● **SUPPLIED TEXT**:

◇ ◇ ◇ ◇ ◇ ◇ ◇

Pages

Sunday, July 9, 2017

AutisticWhileBlack: Saving Mr. Reginald Cornelius Neli Latson

Image of a framed photo of handsome young African-American Autistic male in a white t-shirt and plaid shirt, smiling at
the camera. the photo is cradled in the hands of his mother. Photo of Neli Latson, credit Washington Post
Some Autism organizations have gained mileage, prestige, status, and accolades from the suffering of young Mr. Reginald Cornelius 'Neli' Latson. Although I silently witnessed a great many self-congratulatory pats on one another's backs in the aftermath of Governor Terry McAuliffe's conditional pardon,  I continue to remind myself each day that while everyone else has moved on to the next national headline, Neli Latson is in the mental health institutional equivalent of a prison, a particular institution with a long history of abuse without proper accountability when he should never have been placed in any prison at all.

We, the community who should be following up his case, who should be demanding a less restrictive environment and pushing for a plan of Trauma Informed Care, have benefitted from his tragedy, abandoned him to his fate, and moved on.

It is only a cruel twist of fate that Arnaldo Rios Soto, whose only misfortune was being the witness to the police shooting his trusted support staff member while that Black professional lay flat on the ground with his hands up, is also now housed in the same inappropriate facility in Florida. Are the only autistic lives that matter those that make the evening news?

If Neli was your son, would you forget him in some psychiatric hell hole after he suffered years of being restrained, pepper sprayed, shot with a Taser, bound in a restraint chair for hours, placed in solitary confinement, and criminalized all for having a mental health crisis during a catastrophic encounter with a police officer.?

◇ ◇ ◇ ◇ ◇ ◇ ◇

● **WRITTEN INSTRUCTION 1**: Could you echo back, word for word, the passage of the Neli Latson post that opens with the words containing "Image of a framed" and closes with "prison at all."?
● **WRITTEN INSTRUCTION 2**: How would the Neli Latson post go on? Write the text that follows its final sentence.

◇ ◇ ◇ ◇ ◇ ◇ ◇

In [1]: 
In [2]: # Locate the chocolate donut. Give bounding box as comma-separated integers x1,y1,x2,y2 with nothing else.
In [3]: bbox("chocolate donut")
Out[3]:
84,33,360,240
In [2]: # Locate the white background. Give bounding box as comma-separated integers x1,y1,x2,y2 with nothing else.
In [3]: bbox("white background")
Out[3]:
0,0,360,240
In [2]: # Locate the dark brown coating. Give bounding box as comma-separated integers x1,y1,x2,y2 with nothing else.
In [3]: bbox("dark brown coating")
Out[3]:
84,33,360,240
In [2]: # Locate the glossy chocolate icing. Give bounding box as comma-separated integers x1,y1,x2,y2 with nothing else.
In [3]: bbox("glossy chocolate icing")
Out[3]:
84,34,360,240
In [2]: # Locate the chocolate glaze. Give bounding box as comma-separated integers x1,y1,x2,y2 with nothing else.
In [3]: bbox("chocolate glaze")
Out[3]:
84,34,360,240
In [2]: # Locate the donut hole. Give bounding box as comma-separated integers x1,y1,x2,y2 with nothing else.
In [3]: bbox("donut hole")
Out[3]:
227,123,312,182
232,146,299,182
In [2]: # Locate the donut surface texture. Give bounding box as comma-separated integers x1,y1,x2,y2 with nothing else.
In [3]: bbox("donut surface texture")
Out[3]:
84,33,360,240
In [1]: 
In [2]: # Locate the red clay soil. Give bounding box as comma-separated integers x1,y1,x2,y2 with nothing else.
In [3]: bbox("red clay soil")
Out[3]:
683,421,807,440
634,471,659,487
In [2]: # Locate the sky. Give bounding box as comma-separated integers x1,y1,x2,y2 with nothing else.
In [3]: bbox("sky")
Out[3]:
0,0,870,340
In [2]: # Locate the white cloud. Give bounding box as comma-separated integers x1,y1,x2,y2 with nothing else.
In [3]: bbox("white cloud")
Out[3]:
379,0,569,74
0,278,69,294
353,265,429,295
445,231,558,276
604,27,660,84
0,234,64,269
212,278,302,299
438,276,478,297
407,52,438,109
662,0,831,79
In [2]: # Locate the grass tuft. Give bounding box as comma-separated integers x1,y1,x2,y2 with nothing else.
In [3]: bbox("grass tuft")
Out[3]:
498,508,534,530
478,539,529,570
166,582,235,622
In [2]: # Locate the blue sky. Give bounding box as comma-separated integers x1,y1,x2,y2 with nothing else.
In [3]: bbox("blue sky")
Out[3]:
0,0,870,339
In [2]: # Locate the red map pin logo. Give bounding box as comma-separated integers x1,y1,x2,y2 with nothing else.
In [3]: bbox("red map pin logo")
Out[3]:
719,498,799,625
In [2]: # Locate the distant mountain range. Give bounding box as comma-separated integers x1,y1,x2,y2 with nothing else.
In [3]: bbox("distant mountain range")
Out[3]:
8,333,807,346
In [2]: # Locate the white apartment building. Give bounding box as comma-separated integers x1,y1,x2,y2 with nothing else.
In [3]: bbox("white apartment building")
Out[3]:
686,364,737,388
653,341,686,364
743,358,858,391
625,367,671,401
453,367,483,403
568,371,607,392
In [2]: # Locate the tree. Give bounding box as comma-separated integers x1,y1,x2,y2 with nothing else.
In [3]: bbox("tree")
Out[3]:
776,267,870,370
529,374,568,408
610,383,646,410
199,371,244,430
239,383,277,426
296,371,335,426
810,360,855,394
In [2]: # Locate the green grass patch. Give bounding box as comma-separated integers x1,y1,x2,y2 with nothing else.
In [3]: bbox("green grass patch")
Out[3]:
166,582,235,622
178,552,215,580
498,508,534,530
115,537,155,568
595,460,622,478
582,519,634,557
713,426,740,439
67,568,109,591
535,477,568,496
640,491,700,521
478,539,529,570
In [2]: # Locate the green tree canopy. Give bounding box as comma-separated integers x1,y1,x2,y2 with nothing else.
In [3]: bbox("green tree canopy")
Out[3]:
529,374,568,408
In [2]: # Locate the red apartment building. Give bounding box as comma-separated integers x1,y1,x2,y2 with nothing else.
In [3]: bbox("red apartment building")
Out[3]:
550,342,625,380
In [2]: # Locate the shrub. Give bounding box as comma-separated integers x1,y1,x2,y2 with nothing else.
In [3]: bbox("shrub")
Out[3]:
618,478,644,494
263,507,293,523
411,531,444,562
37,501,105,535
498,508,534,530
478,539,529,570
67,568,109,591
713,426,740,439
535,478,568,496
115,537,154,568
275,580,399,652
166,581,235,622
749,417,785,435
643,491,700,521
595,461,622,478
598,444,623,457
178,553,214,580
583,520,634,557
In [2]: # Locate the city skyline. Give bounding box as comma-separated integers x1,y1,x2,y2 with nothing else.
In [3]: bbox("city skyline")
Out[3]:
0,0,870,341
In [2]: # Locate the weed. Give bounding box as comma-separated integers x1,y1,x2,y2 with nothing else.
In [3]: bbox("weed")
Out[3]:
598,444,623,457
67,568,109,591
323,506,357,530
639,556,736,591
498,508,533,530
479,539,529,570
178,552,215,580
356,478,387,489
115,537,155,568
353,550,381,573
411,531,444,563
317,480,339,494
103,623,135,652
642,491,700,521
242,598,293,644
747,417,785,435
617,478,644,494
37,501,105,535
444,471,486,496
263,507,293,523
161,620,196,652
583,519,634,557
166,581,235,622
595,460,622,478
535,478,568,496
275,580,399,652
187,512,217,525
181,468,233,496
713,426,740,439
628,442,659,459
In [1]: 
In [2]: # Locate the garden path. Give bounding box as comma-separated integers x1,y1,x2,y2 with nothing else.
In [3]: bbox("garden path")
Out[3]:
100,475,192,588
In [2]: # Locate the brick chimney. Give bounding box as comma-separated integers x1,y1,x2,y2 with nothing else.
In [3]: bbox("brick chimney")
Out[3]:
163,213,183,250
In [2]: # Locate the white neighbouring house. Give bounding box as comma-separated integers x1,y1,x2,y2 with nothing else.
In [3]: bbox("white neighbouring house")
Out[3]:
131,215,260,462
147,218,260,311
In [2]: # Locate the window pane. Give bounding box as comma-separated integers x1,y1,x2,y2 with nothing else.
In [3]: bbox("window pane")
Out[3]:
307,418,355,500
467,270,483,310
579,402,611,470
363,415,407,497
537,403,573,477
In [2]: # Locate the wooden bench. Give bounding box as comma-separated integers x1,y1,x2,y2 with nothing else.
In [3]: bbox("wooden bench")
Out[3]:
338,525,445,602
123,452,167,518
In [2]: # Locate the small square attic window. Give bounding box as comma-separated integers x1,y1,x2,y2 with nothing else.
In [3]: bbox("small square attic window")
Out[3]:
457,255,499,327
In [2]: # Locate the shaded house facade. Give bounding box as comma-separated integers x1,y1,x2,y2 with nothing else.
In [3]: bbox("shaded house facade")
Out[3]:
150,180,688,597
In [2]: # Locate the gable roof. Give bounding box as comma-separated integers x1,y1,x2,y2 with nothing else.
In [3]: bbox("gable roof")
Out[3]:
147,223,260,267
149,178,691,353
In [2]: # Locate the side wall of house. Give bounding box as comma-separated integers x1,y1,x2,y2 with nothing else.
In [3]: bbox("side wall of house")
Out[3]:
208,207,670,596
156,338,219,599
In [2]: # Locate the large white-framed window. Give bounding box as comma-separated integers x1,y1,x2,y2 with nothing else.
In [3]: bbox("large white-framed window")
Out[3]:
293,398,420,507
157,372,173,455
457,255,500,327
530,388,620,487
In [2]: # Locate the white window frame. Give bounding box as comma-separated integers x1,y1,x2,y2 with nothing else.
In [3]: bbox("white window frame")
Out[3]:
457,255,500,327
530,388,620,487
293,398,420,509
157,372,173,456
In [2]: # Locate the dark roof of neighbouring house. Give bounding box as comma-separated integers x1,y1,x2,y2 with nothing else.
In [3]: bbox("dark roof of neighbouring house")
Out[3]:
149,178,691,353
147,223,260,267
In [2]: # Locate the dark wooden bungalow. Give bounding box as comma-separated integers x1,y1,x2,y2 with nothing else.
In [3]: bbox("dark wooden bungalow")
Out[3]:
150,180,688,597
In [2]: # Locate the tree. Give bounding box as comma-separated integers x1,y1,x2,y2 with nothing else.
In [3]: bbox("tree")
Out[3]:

◇ ◇ ◇ ◇ ◇ ◇ ◇

● **EXERCISE OUTPUT 1**:
Image of a framed photo of handsome young African-American Autistic male in a white t-shirt and plaid shirt, smiling at
the camera. the photo is cradled in the hands of his mother. Photo of Neli Latson, credit Washington Post
Some Autism organizations have gained mileage, prestige, status, and accolades from the suffering of young Mr. Reginald Cornelius 'Neli' Latson. Although I silently witnessed a great many self-congratulatory pats on one another's backs in the aftermath of Governor Terry McAuliffe's conditional pardon,  I continue to remind myself each day that while everyone else has moved on to the next national headline, Neli Latson is in the mental health institutional equivalent of a prison, a particular institution with a long history of abuse without proper accountability when he should never have been placed in any prison at all.

● **EXERCISE OUTPUT 2**:
The truth of the matter is particularly now, with an Attorney General more interested in reversing the previous administration's criminal justice efforts than taking any human rights violation cases to trial, any autistic child, teen or adult, can end up in Neli's situation, regardless of race. It may happen more frequently to nonwhite families, but these injustices will surely arrive at every home. Like Edgar Allen Poe's Red Death, this type of injustice eventually comes for all.

Do you wish to save Neli Latson? Imagine he's your son and make him matter! Ask Autism and disability organizations why they have not followed up on his case. Ask if Neli is being treated for the trauma induced by putting him in solitary confinement, an act that is considered a form a torture and causes permanent harm to especially the brains of children and teenagers. Demand that organizations follow up on all cases like Neli's and give members updates on whether Trauma Informed Care is part of a recovery plan for Neli, Arnaldo, and others like them. Lobby for Trauma Informed Care to be the standard of care in every institutional setting and group home in your state.

Our community organizations should be following up on every case like Neli's. If they aren't, how can they say they are advocating for our children?

What is Trauma Informed Care?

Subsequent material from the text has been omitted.